START SOURCE TEXT

The Photographic Negative of the Zeitgeist

The Photographic Negative of the Zeitgeist

Cain and Abel
Bas-relief: Orvieto Cathedral
ca. 1310-31

On the night of Passover, during the dinner celebrated in commemoration of the Exodus from Egypt, a cup of wine is set on the table for Elijah – the herald of the messianic age – to drink when he stops in to join the gathering. The door is left unlocked.

If you ask me, it’s about time he showed up. Here’s evidence. A familiar feature of nondenominational meetings of theologians that I’ve attended – here the most recent one looked to be just a bit of an exception – is the absence of Jews and Judaism from discussions of world religions! Jews seem to be “present” mainly in the form of absence – as the empty chair at the table. I have no way of knowing how typical this is. Here I only report what I have noticed.

It’s pretty odd, when you come to think of it. Theologians who would rather be crucified-near-an-anthill than disparage any heretofore marginalized group show no qualm at leaving unmentioned the one group known to have suffered nearly two thousand years of calumny, which culminated in what may be the greatest single crime against humanity in recorded history: the Holocaust.

Calumny? False accusations? What calumnies? Thank you for asking. I’ll be happy to list them. Whatever the spirit of the age – Jews are projected as its antithesis. Like a photo negative of the Zeitgeist.

1. In the Christian era, God was universally held to have taken on human form (incarnated) as Jesus, the Jewish carpenter from Nazareth. He attracted a significant popular following as the messiah at a time when that title was associated with an anticipated figure who would overthrow Roman rule in Roman-occupied Judea. The four records we have of the life of Jesus have the Jewish authorities fearing Roman reprisal and turning him over to Roman authorities for crucifixion, a method that had already blackened the Judean hills with crosses.

     1a. The calumny: all Jews, morning, noon and night, crucify Jesus.

Crazy, no?

2. Enlightened Europeans, emerging from the combats between Christian denominations that had wracked Europe, welcomed the triumph of Newtonian Laws of Nature presided over by an impartial, universal Providence. 

      2a. The calumny: Jews are merely particularistic, without concern for the universal – only for other Jews. Suggestion:

Give Jews the same opportunities,

and see how they do,

on charity, shared social concerns,

and universal human rights.

END SOURCE TEXT

§ WHAT YOU WILL DO:
[A] For each statement below, say yes or no according to whether it agrees with the essay on the Zeitgeist, and quote the essay's exact words that decide it. (i) On the night of Passover, a cup of wine is set on the table for Elijah. (ii) The writer states that the absence of Jews from theologians' meetings is typical. (iii) The door is kept locked during the Passover dinner.
[B] Write out the part of the essay on the Zeitgeist that starts at "Calumny? False accusations?" and ends at "night, crucify Jesus.".
These items have no connection to the essay above.

START EXCERPTED DATA

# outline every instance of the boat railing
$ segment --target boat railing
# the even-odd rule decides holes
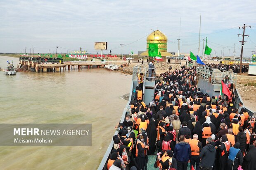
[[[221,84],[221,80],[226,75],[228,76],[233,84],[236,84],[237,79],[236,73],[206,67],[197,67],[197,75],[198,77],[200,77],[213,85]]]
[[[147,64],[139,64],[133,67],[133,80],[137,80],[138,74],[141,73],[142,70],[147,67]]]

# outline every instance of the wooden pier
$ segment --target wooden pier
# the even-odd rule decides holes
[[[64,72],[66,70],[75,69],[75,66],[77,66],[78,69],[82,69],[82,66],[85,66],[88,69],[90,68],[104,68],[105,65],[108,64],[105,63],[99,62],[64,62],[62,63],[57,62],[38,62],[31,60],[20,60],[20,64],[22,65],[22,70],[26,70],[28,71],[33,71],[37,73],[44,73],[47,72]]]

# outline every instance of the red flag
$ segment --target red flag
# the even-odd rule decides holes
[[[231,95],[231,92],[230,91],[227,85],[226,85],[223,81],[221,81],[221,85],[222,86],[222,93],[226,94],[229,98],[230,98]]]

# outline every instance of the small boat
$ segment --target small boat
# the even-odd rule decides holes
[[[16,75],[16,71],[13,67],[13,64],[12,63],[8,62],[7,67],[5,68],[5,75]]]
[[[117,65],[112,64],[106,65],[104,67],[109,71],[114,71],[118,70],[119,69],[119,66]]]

END EXCERPTED DATA
START EXCERPTED DATA

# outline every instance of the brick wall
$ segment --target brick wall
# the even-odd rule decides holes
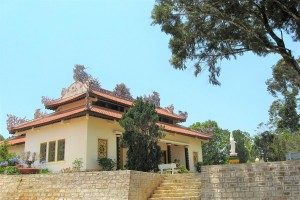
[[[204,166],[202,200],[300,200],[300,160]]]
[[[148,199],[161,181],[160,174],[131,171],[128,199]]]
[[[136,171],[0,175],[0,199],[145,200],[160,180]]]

END EXCERPTED DATA

§ RESPONSE LIST:
[A]
(i) Yes: "a cup of wine is set on the table for Elijah"
(ii) No: "I have no way of knowing how typical this is."
(iii) No: "The door is left unlocked."

[B]
Calumny? False accusations? What calumnies? Thank you for asking. I’ll be happy to list them. Whatever the spirit of the age – Jews are projected as its antithesis. Like a photo negative of the Zeitgeist.

1. In the Christian era, God was universally held to have taken on human form (incarnated) as Jesus, the Jewish carpenter from Nazareth. He attracted a significant popular following as the messiah at a time when that title was associated with an anticipated figure who would overthrow Roman rule in Roman-occupied Judea. The four records we have of the life of Jesus have the Jewish authorities fearing Roman reprisal and turning him over to Roman authorities for crucifixion, a method that had already blackened the Judean hills with crosses.

     1a. The calumny: all Jews, morning, noon and night, crucify Jesus.